* **Given passage**

While director of programmes at the United Nations charity organisation Anna Kettley said that “the coronavirus pandemic is the most urgent crisis affecting children since the Second World War,” she also said that “we know that before the pandemic 2.4 million children across the UK were already growing up in food insecure households.”
As with huge rises in food bank use; “newly hungry” families experiencing loss of income; and the need for restaurants across London to provide free school meals, the novel coronavirus pandemic has not caused a food insecurity crisis by itself. It has exacerbated already cavernous inequalities in U.K. society, with mutual aid groups, food bank charities, footballer Marcus Rashford, and now, UNICEF seeing interventions normalised by the decade of Lib Dem / Conservative, and then Conservative austerity policies that have meant they have to intervene at all. It did not have to be this way.

* **What you are asked to do**
Reproduce the passage on child food insecurity in the UK word for word, from "As with huge" to "be this way.".

Stored entries
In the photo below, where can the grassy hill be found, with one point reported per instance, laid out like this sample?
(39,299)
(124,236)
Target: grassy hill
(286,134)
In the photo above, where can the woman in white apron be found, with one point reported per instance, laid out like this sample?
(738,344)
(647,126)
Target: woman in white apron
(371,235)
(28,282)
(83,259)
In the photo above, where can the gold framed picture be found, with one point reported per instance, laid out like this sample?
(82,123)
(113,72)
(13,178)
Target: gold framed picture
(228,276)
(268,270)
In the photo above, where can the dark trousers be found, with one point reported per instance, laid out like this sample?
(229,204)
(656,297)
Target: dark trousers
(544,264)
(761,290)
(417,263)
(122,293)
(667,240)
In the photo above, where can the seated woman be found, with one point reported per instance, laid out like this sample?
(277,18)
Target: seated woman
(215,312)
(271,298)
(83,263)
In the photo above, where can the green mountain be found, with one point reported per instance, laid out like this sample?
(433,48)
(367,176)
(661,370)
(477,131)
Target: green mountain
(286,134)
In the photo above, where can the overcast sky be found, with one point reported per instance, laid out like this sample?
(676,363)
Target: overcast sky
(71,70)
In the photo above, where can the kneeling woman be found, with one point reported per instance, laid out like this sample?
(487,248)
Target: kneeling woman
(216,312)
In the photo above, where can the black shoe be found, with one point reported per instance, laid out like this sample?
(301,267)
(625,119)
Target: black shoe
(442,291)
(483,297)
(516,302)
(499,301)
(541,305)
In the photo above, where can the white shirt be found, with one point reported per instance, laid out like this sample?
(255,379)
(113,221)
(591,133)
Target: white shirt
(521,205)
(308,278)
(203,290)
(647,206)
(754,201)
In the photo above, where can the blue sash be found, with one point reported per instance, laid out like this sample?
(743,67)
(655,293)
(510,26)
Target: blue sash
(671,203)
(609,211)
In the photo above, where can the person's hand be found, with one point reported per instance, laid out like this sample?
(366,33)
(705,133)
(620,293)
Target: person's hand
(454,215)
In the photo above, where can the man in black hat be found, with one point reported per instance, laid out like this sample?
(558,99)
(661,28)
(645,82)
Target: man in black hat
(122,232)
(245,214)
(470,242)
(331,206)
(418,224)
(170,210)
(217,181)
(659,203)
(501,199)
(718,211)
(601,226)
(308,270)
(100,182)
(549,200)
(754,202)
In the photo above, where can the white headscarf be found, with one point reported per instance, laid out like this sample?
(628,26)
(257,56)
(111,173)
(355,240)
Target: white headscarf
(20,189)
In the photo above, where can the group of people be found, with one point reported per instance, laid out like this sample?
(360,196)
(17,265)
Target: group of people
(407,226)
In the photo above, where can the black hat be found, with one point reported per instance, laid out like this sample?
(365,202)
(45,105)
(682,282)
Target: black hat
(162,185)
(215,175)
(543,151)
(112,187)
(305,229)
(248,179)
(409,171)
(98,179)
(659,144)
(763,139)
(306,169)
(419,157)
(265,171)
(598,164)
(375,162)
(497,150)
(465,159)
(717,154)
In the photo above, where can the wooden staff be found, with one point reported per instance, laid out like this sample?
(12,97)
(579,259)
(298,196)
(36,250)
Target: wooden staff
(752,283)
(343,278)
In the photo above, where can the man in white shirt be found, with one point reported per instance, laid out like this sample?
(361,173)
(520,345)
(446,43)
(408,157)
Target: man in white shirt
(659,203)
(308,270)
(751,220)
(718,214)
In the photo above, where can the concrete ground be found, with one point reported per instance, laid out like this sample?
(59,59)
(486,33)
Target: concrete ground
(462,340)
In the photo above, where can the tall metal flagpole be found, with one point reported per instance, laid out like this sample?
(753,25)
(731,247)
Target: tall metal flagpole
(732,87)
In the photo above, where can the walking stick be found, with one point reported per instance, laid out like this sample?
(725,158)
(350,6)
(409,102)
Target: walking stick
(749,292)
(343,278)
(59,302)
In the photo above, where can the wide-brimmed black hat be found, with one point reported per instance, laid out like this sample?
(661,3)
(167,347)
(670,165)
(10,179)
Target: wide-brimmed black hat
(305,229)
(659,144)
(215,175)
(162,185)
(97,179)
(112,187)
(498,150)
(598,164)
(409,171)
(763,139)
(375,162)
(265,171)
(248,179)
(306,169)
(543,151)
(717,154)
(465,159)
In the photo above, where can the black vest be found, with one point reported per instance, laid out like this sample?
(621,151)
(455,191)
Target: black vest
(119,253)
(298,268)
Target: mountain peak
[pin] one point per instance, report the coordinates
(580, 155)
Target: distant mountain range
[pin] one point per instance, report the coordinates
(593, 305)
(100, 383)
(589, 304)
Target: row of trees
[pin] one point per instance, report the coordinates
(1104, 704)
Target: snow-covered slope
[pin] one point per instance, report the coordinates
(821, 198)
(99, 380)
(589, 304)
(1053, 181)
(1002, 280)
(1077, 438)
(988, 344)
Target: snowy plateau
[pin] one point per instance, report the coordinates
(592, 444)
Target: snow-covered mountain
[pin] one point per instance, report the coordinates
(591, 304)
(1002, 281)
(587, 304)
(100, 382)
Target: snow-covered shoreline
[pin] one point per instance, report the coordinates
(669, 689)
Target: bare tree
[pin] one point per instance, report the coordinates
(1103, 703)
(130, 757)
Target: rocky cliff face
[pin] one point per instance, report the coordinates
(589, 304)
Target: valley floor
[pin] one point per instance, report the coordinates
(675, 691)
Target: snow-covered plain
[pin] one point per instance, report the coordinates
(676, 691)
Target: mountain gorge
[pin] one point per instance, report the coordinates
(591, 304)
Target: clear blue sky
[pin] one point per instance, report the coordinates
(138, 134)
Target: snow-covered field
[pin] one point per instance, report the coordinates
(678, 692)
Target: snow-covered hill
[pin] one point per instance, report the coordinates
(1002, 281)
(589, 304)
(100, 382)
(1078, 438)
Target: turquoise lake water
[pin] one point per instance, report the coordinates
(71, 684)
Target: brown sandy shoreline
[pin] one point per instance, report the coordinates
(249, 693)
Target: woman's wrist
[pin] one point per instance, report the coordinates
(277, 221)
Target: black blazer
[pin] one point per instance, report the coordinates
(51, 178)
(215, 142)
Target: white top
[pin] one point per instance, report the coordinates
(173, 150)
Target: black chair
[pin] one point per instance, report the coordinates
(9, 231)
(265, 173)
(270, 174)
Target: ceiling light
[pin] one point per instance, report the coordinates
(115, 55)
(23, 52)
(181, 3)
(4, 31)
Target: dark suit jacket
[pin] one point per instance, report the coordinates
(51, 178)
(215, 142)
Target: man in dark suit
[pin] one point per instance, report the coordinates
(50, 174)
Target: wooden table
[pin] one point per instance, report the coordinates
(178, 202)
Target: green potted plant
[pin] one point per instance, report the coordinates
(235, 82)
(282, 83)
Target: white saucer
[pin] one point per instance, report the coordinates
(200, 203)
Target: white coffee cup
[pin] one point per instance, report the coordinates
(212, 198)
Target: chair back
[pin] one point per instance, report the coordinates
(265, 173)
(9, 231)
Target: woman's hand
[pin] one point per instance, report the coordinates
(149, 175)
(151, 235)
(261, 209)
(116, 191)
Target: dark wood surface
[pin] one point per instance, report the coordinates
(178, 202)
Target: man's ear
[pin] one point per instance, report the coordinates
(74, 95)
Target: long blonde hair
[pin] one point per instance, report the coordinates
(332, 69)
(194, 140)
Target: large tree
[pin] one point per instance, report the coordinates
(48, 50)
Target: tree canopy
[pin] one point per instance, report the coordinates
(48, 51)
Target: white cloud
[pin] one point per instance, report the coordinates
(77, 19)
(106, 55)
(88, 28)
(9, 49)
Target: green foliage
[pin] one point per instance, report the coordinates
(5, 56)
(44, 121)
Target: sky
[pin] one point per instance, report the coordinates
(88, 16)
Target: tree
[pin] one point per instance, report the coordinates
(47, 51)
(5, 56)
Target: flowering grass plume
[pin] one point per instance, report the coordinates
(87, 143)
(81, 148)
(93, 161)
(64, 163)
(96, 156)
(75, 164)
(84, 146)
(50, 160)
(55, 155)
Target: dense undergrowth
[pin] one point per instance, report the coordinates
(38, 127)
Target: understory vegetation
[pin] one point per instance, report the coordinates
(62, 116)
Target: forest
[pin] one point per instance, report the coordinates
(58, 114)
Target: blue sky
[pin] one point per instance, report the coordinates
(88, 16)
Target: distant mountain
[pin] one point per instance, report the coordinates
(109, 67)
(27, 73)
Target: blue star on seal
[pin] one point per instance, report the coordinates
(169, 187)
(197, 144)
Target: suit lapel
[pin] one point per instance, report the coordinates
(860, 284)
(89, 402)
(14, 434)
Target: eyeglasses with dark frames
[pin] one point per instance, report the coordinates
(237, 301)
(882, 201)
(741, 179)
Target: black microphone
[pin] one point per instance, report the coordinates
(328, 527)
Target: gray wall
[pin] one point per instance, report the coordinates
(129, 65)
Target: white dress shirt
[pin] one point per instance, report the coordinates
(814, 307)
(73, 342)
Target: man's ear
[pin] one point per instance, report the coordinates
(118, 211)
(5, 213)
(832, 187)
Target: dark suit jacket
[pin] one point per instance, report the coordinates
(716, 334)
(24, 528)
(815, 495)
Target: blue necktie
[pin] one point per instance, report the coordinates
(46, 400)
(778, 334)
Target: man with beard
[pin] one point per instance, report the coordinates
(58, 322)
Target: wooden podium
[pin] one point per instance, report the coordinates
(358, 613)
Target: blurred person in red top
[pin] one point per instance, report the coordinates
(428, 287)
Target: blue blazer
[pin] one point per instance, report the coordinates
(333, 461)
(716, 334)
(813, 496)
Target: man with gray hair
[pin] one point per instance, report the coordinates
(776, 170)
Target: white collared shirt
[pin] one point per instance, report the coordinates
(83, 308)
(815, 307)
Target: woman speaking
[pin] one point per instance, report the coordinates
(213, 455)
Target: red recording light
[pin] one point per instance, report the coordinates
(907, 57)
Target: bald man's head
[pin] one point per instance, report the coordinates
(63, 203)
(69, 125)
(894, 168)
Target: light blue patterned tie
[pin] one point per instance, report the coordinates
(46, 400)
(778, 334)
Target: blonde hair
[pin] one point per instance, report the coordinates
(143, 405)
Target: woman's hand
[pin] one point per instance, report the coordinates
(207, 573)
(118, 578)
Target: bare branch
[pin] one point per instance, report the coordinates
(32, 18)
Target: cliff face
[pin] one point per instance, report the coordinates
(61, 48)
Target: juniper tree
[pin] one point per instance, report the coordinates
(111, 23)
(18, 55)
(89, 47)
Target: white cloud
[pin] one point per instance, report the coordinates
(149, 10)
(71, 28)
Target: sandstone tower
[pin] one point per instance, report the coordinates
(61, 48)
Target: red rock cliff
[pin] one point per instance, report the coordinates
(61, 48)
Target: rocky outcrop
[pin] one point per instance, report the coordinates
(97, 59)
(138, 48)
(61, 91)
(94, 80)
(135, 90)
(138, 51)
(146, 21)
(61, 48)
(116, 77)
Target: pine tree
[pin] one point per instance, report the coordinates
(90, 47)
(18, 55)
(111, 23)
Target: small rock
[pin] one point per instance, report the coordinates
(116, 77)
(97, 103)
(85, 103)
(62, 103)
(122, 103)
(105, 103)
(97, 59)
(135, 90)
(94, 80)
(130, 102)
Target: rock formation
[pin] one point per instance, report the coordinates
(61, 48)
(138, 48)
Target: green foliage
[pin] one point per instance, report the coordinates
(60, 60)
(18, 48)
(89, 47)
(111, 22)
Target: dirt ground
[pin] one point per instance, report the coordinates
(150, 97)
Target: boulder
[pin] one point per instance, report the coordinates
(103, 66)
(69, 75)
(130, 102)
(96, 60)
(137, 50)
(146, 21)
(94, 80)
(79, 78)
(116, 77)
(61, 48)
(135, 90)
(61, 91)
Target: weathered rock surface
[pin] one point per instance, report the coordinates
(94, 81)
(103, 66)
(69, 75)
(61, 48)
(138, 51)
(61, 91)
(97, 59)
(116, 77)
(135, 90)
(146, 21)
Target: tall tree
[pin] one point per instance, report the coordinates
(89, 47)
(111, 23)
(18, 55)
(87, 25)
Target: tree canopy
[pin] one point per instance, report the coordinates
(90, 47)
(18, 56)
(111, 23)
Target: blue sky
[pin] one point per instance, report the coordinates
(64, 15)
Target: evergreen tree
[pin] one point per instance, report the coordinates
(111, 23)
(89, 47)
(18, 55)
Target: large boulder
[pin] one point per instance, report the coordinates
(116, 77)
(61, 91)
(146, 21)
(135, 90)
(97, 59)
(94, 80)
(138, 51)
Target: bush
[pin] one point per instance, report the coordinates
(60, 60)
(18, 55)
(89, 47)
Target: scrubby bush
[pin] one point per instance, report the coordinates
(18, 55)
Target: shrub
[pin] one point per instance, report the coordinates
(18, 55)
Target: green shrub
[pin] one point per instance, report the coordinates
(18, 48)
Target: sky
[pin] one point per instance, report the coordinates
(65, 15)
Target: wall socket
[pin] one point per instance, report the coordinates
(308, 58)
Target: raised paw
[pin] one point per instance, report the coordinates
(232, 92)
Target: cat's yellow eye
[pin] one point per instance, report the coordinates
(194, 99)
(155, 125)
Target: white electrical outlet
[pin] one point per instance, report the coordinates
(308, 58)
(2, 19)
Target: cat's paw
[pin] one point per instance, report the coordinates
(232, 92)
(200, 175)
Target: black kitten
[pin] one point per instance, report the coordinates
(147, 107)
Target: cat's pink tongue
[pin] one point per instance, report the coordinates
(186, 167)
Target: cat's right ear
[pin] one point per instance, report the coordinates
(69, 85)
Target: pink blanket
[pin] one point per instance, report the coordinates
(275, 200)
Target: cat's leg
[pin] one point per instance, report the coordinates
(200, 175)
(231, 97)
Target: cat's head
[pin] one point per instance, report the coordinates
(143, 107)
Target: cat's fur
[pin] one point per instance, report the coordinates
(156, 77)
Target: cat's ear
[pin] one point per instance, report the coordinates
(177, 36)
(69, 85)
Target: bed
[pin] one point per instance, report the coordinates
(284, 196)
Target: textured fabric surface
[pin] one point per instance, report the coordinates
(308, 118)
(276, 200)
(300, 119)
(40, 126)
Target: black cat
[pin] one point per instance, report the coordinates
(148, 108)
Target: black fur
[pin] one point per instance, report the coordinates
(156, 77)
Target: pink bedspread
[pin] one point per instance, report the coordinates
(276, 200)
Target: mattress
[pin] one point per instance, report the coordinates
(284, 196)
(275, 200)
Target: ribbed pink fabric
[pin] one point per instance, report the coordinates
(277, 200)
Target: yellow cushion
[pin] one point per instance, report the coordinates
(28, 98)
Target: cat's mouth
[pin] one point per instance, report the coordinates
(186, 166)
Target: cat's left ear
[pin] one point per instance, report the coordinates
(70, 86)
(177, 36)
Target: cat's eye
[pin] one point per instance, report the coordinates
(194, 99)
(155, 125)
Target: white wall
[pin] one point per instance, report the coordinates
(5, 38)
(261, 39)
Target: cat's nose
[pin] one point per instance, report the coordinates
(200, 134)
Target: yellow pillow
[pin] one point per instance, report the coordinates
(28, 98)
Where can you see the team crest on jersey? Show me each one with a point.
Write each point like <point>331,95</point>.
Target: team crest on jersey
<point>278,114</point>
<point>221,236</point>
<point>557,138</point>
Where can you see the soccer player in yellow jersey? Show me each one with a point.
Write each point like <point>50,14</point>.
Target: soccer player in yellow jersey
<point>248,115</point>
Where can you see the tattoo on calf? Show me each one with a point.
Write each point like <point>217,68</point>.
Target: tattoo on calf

* **Response**
As with huge rises in food bank use; “newly hungry” families experiencing loss of income; and the need for restaurants across London to provide free school meals, the novel coronavirus pandemic has not caused a food insecurity crisis by itself. It has exacerbated already cavernous inequalities in U.K. society, with mutual aid groups, food bank charities, footballer Marcus Rashford, and now, UNICEF seeing interventions normalised by the decade of Lib Dem / Conservative, and then Conservative austerity policies that have meant they have to intervene at all. It did not have to be this way.